◆ Textauszug
───
Bei der Kripo Waiblingen kennt man sich mit derartigen Fällen gut aus: Dort existiert eine Einheit von rund 20 Polizisten, die sich auf die Gaunerjagd im virtuellen Raum spezialisiert haben. Sie verfolgen die Spuren von Hackern, Kinderporno-Ringen – und eben von Onlinebetrügern.

Mehr Verbrechen und begehrte Waren bringen Aufstieg in der Forenhierarchie

In diesem Fall ermittelten sie nicht im sogenannten Darknet, sondern in einem Untergrund-Forum, das über normale Internetbrowser aufgerufen werden konnte – vorausgesetzt, der Nutzer kannte die geheime Adresse. Solche Bereiche des Internets werden auch „Greynet“ genannt. „Jeder Teilnehmer musste sich erst vom Betreiber freischalten lassen“, erklärt Ronald Krötz. Um diese Freigabe überhaupt zu erhalten, hätten die Onlineganoven meist Empfehlungen von anderen, bereits registrierten Mitgliedern vorweisen müssen. Je nach geleisteten kriminellen Beiträgen und angebotenen Fähigkeiten konnten die Mitglieder in der Forenhierarchie aufsteigen.
───
◆ Zu erledigende Aufgaben
a – Wie viele Polizisten gehören laut dem Textauszug über die Kripo Waiblingen zu der Einheit, die Gauner im Internet jagt?
b – Schreib den Textauszug über die Kripo Waiblingen nach seinem letzten Satz weiter.
Die Zeilen darunter stammen aus einer anderen Quelle als der Textauszug.

◆ Gelieferte Daten
───
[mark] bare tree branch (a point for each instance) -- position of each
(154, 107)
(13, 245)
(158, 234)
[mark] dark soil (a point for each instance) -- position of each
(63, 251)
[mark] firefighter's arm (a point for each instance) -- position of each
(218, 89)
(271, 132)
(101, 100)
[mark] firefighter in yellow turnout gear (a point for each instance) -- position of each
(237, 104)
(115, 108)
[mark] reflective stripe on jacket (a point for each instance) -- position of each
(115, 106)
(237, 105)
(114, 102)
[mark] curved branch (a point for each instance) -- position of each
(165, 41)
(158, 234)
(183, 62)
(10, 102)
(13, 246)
───
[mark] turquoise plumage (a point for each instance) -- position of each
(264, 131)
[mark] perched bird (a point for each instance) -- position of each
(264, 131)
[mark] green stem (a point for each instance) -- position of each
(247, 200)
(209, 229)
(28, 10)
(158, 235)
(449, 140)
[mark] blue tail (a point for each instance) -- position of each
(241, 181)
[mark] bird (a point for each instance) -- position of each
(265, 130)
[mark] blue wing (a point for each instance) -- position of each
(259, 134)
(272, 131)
───
◆ Antworten
a – Rund 20 Polizisten.

b –
Darknet
In diesem geheimen, verschlüsselten Bereich des Internets werden illegale Waren und Dienstleistungen angeboten – bis hin zum Auftragsmord. Das Darknet gelangte zu einiger Berühmtheit, nachdem bekannt wurde, dass der Amokläufer, der im Juli in München neun Menschen erschossen hatte, sich seine Waffe dort besorgt hatte.

Zahlen
Kriminelle nutzen die Möglichkeiten des Internets immer häufiger. Die Fälle von Computerbetrug im Rems-Murr-Kreis sind beispielsweise im Jahr 2015 um fast drei Viertel auf 95 gestiegen. Die Internetkriminalität im gesamten Bereich des Präsidiums Aalen ist um 11 Prozent auf 1883 Delikte gestiegen.